§ **Problem to solve**:
Print the lines of the listing below exactly as they appear, beginning at the line that contains "knot in the image above." and ending after the line that contains "266;103;317;136".

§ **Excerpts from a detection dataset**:
------------------------------------------------

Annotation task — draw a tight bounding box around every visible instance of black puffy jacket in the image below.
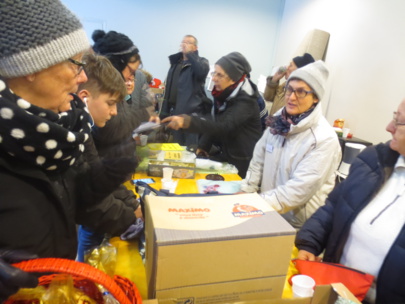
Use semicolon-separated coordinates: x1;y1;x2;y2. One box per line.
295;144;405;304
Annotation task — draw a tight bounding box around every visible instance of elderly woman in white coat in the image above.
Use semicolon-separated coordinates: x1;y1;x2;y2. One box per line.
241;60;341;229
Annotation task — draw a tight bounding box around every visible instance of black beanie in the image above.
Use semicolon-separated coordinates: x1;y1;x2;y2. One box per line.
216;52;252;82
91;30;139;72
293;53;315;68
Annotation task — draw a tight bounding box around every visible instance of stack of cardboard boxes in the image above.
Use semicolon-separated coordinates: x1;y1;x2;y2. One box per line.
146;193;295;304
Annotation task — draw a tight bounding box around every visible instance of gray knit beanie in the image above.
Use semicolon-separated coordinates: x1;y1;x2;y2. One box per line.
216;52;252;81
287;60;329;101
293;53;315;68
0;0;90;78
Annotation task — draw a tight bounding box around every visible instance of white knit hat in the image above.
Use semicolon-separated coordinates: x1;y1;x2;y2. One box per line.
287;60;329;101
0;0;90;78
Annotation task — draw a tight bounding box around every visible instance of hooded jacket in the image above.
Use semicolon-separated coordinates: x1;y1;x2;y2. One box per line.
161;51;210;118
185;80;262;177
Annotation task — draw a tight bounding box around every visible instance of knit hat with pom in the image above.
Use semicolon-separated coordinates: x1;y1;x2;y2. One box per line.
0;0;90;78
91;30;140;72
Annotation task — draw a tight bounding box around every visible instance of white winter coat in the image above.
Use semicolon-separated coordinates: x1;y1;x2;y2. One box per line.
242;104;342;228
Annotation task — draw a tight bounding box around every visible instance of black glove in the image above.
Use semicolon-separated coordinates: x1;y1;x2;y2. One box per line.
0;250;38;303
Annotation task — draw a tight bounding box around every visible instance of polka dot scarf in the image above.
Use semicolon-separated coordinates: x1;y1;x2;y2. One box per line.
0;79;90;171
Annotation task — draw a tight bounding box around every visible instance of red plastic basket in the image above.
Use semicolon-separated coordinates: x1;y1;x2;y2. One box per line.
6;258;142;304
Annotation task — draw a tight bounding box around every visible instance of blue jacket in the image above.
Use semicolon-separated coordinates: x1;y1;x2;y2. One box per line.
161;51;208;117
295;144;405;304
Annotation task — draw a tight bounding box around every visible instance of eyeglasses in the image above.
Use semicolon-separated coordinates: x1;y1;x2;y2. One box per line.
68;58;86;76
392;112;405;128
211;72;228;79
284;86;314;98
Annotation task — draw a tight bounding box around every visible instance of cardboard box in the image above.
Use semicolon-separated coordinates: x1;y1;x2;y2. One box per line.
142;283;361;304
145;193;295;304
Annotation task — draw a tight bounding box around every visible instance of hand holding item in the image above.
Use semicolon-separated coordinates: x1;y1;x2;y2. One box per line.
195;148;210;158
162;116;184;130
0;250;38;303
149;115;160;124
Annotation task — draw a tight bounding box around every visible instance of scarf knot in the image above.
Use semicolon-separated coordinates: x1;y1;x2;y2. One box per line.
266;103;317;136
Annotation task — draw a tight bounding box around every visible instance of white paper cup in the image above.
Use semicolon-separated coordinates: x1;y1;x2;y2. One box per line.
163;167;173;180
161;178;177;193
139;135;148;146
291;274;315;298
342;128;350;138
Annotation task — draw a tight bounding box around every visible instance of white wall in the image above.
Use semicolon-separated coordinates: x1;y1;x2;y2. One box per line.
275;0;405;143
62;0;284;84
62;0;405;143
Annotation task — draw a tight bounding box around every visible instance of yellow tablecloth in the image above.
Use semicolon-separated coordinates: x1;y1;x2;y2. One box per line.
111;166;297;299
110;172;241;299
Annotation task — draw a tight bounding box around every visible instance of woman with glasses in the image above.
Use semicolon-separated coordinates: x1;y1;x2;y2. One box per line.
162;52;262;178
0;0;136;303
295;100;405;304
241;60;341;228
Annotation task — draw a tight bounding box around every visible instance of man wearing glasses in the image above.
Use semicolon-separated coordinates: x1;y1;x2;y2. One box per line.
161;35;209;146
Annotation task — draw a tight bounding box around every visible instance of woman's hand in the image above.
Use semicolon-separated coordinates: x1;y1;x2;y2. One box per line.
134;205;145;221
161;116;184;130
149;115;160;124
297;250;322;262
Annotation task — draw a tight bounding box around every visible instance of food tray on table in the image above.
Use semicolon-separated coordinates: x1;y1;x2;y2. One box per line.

------------------------------------------------

§ **Solution to the exercise**:
Annotation task — draw a tight bounding box around every visible instance of scarf knot in the image above.
Use semicolon-separated coordinates: x1;y1;x2;y2. One box per line.
266;103;317;136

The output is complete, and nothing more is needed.